Aim of the task
Would you retype exactly the lines from the one containing "Target: acoustic guitar" through the last line of the records below, and nothing else?

-- Opening Marker --

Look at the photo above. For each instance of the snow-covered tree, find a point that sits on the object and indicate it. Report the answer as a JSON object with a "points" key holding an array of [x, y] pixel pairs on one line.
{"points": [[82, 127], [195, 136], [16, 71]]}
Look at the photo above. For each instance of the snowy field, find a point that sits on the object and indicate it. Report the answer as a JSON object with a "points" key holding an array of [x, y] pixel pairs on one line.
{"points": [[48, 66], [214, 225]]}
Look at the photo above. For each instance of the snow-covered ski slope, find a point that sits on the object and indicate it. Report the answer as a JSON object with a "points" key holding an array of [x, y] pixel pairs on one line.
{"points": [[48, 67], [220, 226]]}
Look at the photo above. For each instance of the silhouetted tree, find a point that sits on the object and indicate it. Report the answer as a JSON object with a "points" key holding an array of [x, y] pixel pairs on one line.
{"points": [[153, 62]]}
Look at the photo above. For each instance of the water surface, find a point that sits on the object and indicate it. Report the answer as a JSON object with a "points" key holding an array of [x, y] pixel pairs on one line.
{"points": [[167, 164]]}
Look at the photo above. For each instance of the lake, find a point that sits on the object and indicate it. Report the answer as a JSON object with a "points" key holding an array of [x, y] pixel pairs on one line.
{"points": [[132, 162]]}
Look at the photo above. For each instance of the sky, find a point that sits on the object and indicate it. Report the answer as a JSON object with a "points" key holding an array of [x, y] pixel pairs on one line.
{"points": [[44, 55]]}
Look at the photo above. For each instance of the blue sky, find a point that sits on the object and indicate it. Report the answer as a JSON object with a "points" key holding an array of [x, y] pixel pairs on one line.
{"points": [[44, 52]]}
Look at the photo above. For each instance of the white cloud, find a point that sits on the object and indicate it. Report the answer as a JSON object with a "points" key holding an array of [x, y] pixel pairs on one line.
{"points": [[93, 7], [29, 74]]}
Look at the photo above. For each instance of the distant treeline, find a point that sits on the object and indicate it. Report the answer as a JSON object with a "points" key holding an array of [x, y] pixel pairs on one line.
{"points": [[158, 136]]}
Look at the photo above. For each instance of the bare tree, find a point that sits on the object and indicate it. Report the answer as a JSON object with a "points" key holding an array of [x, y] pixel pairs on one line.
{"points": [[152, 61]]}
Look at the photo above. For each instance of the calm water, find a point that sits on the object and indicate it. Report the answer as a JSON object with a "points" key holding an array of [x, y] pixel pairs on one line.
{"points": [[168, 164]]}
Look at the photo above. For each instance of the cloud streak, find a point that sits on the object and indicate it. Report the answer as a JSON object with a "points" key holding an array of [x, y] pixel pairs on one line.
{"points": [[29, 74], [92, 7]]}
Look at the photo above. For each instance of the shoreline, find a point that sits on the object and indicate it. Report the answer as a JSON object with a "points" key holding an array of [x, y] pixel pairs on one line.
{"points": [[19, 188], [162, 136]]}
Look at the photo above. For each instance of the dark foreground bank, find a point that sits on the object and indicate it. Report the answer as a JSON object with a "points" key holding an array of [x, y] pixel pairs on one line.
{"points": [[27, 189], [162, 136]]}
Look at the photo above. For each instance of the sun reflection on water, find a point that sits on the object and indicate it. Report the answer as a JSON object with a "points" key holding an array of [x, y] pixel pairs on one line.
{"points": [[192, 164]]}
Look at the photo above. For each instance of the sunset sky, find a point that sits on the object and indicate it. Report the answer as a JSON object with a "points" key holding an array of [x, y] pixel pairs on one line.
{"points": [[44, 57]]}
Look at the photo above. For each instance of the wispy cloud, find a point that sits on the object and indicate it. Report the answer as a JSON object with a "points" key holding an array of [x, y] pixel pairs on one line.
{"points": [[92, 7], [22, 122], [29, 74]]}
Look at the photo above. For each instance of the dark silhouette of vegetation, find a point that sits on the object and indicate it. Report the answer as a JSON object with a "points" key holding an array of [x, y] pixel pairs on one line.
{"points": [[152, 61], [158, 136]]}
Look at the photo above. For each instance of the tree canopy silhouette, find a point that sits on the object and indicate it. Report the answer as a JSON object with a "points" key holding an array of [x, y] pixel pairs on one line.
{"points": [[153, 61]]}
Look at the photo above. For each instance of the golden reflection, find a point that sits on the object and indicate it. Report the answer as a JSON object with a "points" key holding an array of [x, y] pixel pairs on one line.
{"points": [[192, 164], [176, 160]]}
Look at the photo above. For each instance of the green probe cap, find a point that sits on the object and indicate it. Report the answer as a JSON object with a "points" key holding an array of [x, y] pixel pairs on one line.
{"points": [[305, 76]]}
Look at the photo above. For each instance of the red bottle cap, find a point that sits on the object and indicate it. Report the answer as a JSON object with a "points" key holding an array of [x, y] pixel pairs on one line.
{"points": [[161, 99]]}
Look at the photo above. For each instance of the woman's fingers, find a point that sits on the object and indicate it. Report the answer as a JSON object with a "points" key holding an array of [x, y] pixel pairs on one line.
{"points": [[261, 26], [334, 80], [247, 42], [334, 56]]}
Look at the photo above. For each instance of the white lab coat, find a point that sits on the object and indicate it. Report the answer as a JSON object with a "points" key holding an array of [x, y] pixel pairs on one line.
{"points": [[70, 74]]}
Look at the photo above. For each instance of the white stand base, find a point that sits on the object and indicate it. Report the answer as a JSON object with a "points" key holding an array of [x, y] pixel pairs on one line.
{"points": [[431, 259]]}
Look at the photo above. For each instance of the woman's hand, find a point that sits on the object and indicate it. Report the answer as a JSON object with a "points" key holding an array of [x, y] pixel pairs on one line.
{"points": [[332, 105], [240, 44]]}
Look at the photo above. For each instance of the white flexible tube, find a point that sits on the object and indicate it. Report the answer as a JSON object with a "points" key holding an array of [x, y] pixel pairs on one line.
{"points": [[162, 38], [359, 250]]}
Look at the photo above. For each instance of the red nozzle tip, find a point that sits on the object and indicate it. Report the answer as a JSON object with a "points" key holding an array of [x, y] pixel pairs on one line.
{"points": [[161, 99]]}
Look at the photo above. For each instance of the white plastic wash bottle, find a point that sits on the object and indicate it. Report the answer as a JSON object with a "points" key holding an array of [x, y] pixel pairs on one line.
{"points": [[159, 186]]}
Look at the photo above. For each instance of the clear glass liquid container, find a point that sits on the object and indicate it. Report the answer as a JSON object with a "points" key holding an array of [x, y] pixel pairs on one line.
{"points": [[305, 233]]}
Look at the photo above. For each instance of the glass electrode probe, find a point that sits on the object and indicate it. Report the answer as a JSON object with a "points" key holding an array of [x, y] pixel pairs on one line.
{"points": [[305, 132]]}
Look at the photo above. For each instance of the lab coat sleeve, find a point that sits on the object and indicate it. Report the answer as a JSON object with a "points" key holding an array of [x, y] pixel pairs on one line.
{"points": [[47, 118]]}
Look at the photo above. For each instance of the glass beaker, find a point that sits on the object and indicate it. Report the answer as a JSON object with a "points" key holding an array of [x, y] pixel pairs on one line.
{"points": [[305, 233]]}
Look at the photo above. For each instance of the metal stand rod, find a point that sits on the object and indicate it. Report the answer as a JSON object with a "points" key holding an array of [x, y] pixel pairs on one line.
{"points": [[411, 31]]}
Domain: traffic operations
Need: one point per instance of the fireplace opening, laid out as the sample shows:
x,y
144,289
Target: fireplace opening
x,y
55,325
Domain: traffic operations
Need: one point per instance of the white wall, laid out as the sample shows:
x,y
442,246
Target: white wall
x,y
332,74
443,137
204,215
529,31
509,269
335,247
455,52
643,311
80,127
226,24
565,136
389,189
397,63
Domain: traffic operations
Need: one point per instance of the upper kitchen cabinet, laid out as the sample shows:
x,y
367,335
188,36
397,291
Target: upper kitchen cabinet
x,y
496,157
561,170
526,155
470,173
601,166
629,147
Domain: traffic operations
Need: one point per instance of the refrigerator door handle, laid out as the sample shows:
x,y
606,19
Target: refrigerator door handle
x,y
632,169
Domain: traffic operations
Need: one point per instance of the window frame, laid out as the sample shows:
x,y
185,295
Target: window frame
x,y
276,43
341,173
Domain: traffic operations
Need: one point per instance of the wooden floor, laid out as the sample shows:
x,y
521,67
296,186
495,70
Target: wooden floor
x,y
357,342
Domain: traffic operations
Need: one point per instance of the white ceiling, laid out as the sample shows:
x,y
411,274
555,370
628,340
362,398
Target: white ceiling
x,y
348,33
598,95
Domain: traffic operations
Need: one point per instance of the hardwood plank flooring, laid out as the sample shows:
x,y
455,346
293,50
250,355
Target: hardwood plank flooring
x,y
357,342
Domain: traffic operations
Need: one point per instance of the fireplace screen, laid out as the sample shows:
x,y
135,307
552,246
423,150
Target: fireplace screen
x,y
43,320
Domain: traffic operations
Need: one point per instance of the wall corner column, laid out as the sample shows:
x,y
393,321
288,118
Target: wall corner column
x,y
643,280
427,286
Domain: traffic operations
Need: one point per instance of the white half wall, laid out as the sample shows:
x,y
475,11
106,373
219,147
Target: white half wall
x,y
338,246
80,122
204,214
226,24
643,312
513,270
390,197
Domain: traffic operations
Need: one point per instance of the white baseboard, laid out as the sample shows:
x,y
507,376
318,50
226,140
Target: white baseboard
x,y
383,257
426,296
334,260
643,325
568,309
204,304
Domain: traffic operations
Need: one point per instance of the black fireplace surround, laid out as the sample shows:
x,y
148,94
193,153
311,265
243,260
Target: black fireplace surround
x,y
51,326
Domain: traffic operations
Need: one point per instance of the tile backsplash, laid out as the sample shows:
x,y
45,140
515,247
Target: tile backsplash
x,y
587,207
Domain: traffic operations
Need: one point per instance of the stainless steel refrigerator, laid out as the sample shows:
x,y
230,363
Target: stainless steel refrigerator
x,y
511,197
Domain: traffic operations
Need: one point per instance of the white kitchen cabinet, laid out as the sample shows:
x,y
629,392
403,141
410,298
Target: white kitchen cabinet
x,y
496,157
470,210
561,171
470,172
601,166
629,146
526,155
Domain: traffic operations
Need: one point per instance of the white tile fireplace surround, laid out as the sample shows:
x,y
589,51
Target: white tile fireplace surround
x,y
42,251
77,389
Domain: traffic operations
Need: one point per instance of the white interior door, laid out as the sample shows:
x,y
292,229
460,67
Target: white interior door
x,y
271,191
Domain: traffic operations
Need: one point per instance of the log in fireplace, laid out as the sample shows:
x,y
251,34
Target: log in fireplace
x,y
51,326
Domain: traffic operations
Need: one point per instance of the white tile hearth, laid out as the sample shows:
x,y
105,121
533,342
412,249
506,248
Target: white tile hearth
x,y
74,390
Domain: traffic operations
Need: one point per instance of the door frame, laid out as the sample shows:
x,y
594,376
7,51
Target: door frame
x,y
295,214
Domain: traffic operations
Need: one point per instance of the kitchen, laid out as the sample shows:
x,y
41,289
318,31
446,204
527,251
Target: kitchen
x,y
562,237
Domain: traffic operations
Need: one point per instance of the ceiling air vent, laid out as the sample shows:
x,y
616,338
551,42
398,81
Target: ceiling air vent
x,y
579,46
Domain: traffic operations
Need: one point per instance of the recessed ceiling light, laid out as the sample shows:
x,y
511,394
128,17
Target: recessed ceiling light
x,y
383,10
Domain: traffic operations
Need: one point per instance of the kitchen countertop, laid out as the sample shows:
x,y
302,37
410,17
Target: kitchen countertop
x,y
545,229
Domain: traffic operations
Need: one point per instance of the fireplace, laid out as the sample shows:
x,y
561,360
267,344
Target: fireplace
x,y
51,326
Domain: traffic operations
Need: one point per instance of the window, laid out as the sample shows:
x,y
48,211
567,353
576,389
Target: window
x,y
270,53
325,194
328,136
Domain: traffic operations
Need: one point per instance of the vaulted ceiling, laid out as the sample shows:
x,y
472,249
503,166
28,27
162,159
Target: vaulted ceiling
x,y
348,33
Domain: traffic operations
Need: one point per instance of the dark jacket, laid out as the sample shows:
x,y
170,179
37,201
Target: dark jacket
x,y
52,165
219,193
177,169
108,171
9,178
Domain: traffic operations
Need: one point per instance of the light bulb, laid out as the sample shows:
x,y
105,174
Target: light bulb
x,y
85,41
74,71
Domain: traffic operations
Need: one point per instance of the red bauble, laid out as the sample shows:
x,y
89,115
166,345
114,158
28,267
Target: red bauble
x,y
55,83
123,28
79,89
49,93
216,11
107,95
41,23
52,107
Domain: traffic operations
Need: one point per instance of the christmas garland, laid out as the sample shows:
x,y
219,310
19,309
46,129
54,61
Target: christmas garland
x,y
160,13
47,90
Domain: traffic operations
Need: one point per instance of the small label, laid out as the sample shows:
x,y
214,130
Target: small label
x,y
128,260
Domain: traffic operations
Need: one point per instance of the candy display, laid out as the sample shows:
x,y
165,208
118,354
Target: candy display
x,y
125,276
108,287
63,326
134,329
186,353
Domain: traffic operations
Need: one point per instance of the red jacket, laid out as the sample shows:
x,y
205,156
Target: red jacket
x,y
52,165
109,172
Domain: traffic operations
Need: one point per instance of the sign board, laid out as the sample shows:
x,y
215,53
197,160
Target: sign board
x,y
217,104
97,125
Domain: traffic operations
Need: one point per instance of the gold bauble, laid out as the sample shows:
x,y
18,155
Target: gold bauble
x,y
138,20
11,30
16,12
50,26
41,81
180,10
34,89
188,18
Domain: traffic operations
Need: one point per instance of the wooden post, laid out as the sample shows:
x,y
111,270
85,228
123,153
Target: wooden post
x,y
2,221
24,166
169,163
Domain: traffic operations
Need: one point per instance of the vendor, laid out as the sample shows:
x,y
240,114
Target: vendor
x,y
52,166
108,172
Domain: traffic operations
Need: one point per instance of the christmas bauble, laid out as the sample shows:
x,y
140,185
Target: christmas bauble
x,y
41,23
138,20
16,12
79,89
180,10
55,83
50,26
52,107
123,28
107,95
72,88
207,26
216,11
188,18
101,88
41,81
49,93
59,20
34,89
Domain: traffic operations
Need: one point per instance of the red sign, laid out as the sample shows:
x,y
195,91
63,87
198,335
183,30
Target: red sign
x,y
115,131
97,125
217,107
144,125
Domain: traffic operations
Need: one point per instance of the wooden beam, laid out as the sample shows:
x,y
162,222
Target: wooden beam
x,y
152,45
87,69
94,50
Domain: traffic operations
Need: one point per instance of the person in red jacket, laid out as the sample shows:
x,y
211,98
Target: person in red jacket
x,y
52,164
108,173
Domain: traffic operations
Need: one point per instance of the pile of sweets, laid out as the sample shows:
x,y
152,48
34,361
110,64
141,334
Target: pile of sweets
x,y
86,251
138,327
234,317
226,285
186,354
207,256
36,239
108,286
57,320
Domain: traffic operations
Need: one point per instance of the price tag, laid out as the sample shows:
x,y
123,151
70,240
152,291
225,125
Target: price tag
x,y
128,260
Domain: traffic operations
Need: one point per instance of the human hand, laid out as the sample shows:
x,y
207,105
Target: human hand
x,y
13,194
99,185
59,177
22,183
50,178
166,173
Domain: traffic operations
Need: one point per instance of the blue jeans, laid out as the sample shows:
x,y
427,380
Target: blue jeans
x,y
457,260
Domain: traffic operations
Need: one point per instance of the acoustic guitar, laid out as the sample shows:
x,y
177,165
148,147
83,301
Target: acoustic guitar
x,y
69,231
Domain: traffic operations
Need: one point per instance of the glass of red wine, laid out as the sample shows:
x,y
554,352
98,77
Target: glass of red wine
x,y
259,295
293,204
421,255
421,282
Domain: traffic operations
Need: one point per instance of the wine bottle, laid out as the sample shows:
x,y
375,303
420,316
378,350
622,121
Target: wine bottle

-- Closing Marker --

Result
Target: acoustic guitar
x,y
69,231
Domain: traffic operations
Need: one point per instance of the glass of red wine, laid out as the sample shows:
x,y
554,352
98,77
Target: glass of red wine
x,y
259,295
293,204
421,255
421,282
Domain: traffic operations
Need: one point per instance of the wine bottle, laid out as the sample shows:
x,y
375,303
420,316
378,350
622,121
Target: wine bottle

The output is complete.